> **Objective**: Can you write out every line of the records below verbatim, omitting the pictures?

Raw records
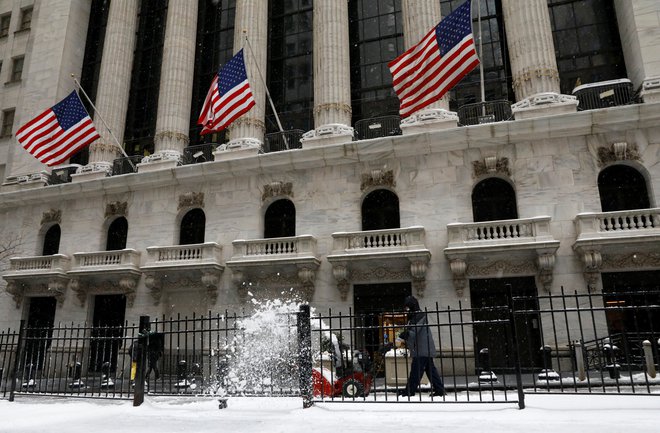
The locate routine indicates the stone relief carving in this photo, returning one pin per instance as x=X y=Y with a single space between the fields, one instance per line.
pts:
x=276 y=189
x=491 y=165
x=116 y=208
x=191 y=199
x=52 y=216
x=620 y=151
x=377 y=177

> **Response**:
The locate routine indicates the stone relief carving in this photo, returning one pin per instance as x=X y=Y with a single space between the fields, one instance per line.
pts:
x=276 y=189
x=491 y=165
x=116 y=208
x=191 y=199
x=52 y=216
x=620 y=151
x=377 y=177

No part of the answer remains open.